*** Block opens ***

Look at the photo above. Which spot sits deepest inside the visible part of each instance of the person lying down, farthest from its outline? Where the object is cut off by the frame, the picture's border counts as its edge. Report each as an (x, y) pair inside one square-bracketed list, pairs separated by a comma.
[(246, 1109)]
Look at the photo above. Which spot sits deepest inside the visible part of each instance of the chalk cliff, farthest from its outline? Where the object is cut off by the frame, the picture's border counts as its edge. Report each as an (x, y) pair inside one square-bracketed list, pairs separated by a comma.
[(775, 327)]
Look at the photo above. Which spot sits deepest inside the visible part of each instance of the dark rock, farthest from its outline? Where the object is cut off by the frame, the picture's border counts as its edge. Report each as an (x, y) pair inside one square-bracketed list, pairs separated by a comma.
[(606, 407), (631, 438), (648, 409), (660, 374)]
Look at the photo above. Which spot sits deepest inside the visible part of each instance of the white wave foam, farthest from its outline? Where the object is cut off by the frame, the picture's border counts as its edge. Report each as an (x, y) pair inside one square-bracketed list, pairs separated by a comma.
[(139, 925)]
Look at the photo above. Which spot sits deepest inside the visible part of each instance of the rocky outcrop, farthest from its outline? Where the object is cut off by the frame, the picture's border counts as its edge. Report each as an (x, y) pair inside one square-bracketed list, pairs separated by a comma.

*** Block closes ***

Give every entry again, exactly as it reads.

Look at the photo above. Which spot sits deepest inside the visible part of each instance of the person lying down, farthest from its outline? Where the object is cut off by the frame, the picture's border counts as its edge. Report each as an (x, y) pair inside one square-bracketed list, pairs separated by a comma.
[(246, 1109)]
Look at the photo above. Which spot sits deepest inside the visible part of each instance of the chalk cliff, farthest from its outline? Where the object is cut off by the frame, the picture's border counts as its edge. Report each as an (x, y) pair inside one square-bracketed list, pairs separated by a comma.
[(775, 327)]
Look at the photo above. Which spot sits deepest inside the visible part of each instance of the dark rock, farthest from its outline? Where the object is cut off by the frame, the picture's border counts as its edge. Report each as an (x, y) pair inside one square-bracketed list, pairs separated by a comma.
[(606, 407), (631, 438), (648, 409), (660, 374)]
Look at the photo above. Which spot sits deepest inside the visible part of each instance of the white wave foam, farthest from its outline? Where the object is cut off by the frame, the picture's border counts as its edge. Report each as an (x, y) pair inside one square-bracketed list, pairs separated by a comma.
[(139, 925)]
Look at the photo above. Which spot sits deepest inside the visible part of each instance of the rocky outcrop, farthest from its outline? Where the object is cut off by the frame, the picture's border counts as its edge. Report each as an (x, y) pair inside one square-bracketed list, pairs separated by a comma.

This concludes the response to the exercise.